**Action item**
From the first record to the last, write out each one exactly.

↓

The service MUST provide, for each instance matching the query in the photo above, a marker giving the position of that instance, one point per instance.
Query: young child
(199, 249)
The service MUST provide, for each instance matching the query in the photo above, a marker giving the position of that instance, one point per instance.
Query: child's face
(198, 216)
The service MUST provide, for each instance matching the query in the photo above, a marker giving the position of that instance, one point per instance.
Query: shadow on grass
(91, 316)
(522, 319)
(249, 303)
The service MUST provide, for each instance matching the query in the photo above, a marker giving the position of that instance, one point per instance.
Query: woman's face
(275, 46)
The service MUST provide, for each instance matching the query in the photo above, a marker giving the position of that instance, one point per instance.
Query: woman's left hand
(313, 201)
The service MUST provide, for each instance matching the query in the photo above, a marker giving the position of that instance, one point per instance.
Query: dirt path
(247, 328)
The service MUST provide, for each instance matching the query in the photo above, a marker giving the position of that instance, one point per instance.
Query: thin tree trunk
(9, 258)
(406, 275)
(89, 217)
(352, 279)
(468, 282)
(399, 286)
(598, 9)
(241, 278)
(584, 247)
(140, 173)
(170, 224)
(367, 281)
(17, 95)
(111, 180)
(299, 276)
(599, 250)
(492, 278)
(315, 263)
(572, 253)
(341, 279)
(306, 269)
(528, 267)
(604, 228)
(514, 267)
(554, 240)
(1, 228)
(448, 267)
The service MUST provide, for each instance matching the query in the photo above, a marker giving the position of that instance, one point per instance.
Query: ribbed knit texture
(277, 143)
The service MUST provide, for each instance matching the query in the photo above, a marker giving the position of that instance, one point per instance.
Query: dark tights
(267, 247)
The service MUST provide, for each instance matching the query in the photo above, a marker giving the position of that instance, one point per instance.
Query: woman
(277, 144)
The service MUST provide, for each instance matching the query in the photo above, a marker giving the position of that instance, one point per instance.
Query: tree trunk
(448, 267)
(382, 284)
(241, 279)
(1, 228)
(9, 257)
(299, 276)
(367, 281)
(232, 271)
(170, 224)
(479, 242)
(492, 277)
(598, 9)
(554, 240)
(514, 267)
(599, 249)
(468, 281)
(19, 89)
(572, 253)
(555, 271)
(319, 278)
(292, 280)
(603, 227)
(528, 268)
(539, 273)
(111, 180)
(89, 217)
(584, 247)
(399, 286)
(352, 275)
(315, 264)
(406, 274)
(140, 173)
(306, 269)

↑

**Result of this task**
The service MUST provide, for each instance matching the query in the photo above, a marker giving the position of that instance, one point per instance.
Query: young child
(199, 249)
The service MUST provide, for each instance matching the query in the photo above, a marker giving the position of that instance, one point per instance.
Query: child's face
(198, 216)
The service MUST provide, for each instance matching the query in the photo above, a marker giving the position of that instance, one point per instance.
Query: shadow on grass
(91, 316)
(522, 319)
(249, 303)
The service MUST provide, for each instance matching the query in the photo above, a marker giving the position of that instance, one point per instance.
Query: woman's face
(275, 46)
The service MUST provide, for each instance matching the query in the photo above, a marker giving the position of that instance, one point per instance.
Query: woman's left hand
(313, 201)
The service MUST provide, for each instance matching the query in the photo above, a marker giving the position of that instance, one point per instance.
Query: dirt path
(247, 328)
The service MUST provide, for each instance matching the query in the photo above, a marker giving the position of that instance, one point per instance.
Query: thin tree trunk
(9, 258)
(406, 275)
(89, 217)
(352, 279)
(468, 282)
(399, 286)
(598, 9)
(241, 278)
(584, 247)
(140, 173)
(170, 224)
(367, 281)
(17, 95)
(111, 180)
(299, 276)
(599, 250)
(492, 278)
(315, 263)
(572, 253)
(341, 279)
(306, 269)
(528, 267)
(604, 228)
(514, 267)
(554, 240)
(1, 228)
(448, 267)
The service MUST provide, for each instance matching the query in the photo above, a marker giving the position of that instance, one point per instance.
Query: ribbed knit texture
(277, 143)
The service MUST provide, for each instance matching the query in the photo above, a marker giving the position of that instance, one point per instance.
Query: dark tights
(267, 247)
The service MUST provide, for each instance matching the query in the photo above, a marker giving the position of that instance, one point per instance.
Query: woman
(277, 144)
The service MUST provide, for each instance matching the query in the photo above, a marker giving the position of that instance, one point per instance.
Query: tree trunk
(448, 267)
(382, 284)
(241, 279)
(1, 228)
(9, 257)
(299, 276)
(367, 281)
(232, 271)
(170, 224)
(479, 242)
(492, 277)
(598, 9)
(554, 240)
(514, 267)
(599, 249)
(468, 281)
(19, 89)
(572, 253)
(555, 271)
(319, 278)
(292, 280)
(603, 227)
(528, 268)
(539, 273)
(111, 180)
(89, 217)
(584, 247)
(399, 286)
(352, 275)
(315, 264)
(406, 274)
(140, 173)
(306, 269)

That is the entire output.